Collected data:
- Opening Delimiter -

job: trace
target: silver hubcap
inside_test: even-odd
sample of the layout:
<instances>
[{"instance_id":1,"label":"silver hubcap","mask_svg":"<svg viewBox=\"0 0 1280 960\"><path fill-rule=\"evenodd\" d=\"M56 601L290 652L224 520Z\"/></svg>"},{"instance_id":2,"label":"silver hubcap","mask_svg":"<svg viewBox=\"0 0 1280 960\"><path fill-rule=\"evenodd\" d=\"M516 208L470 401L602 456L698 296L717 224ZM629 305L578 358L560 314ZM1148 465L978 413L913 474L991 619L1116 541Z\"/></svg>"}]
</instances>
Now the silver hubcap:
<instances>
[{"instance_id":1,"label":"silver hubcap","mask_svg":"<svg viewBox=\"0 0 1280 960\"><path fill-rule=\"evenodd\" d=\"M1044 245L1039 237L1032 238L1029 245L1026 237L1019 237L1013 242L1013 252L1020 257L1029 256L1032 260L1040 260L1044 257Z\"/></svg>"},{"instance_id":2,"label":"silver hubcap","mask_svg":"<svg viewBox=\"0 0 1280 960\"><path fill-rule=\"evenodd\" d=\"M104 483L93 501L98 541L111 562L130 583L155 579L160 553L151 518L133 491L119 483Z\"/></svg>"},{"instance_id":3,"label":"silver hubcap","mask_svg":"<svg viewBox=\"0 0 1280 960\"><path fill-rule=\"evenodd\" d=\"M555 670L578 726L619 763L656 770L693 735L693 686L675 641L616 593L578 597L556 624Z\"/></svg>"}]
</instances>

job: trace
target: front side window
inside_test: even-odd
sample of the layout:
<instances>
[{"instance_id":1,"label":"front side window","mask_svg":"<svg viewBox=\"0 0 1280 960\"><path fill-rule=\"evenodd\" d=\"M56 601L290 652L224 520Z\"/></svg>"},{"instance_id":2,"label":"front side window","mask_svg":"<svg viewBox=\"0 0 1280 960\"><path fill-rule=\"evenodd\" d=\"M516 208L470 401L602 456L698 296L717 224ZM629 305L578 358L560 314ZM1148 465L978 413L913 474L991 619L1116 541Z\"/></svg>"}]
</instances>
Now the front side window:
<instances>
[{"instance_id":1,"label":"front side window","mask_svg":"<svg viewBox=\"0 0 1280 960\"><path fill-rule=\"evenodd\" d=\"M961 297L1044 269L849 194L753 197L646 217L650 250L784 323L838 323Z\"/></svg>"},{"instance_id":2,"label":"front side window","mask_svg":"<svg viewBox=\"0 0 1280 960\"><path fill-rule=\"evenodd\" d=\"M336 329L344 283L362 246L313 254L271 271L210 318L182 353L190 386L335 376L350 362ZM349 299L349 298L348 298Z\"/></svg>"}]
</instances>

- Closing Delimiter -

EXERCISE AIM: All records above need to be set down again exactly as written.

ANSWER TO THIS TASK:
job: trace
target: silver hubcap
inside_test: even-odd
sample of the layout:
<instances>
[{"instance_id":1,"label":"silver hubcap","mask_svg":"<svg viewBox=\"0 0 1280 960\"><path fill-rule=\"evenodd\" d=\"M56 601L290 652L224 520Z\"/></svg>"},{"instance_id":2,"label":"silver hubcap","mask_svg":"<svg viewBox=\"0 0 1280 960\"><path fill-rule=\"evenodd\" d=\"M516 208L470 401L602 456L698 296L717 224ZM629 305L578 358L560 314ZM1148 465L978 413L913 474L991 619L1116 541Z\"/></svg>"}]
</instances>
Now the silver hubcap:
<instances>
[{"instance_id":1,"label":"silver hubcap","mask_svg":"<svg viewBox=\"0 0 1280 960\"><path fill-rule=\"evenodd\" d=\"M1044 245L1039 237L1032 238L1029 245L1026 237L1019 237L1013 242L1013 252L1020 257L1029 256L1032 260L1040 260L1044 257Z\"/></svg>"},{"instance_id":2,"label":"silver hubcap","mask_svg":"<svg viewBox=\"0 0 1280 960\"><path fill-rule=\"evenodd\" d=\"M104 483L93 501L98 541L111 562L130 583L155 579L160 553L151 518L133 491L119 483Z\"/></svg>"},{"instance_id":3,"label":"silver hubcap","mask_svg":"<svg viewBox=\"0 0 1280 960\"><path fill-rule=\"evenodd\" d=\"M555 670L578 726L619 763L656 770L693 735L693 686L675 641L616 593L578 597L556 624Z\"/></svg>"}]
</instances>

job: trace
target: front side window
inside_test: even-odd
sample of the layout:
<instances>
[{"instance_id":1,"label":"front side window","mask_svg":"<svg viewBox=\"0 0 1280 960\"><path fill-rule=\"evenodd\" d=\"M56 601L290 652L224 520Z\"/></svg>"},{"instance_id":2,"label":"front side window","mask_svg":"<svg viewBox=\"0 0 1280 960\"><path fill-rule=\"evenodd\" d=\"M516 208L470 401L602 456L698 296L717 224ZM629 305L578 358L560 314ZM1148 465L978 413L913 474L991 619L1116 541Z\"/></svg>"}]
</instances>
Now the front side window:
<instances>
[{"instance_id":1,"label":"front side window","mask_svg":"<svg viewBox=\"0 0 1280 960\"><path fill-rule=\"evenodd\" d=\"M961 297L1044 269L849 194L753 197L646 217L650 250L784 323L838 323Z\"/></svg>"},{"instance_id":2,"label":"front side window","mask_svg":"<svg viewBox=\"0 0 1280 960\"><path fill-rule=\"evenodd\" d=\"M336 329L344 283L362 246L313 254L271 271L210 318L182 353L190 386L335 376L350 362ZM349 299L349 298L348 298Z\"/></svg>"}]
</instances>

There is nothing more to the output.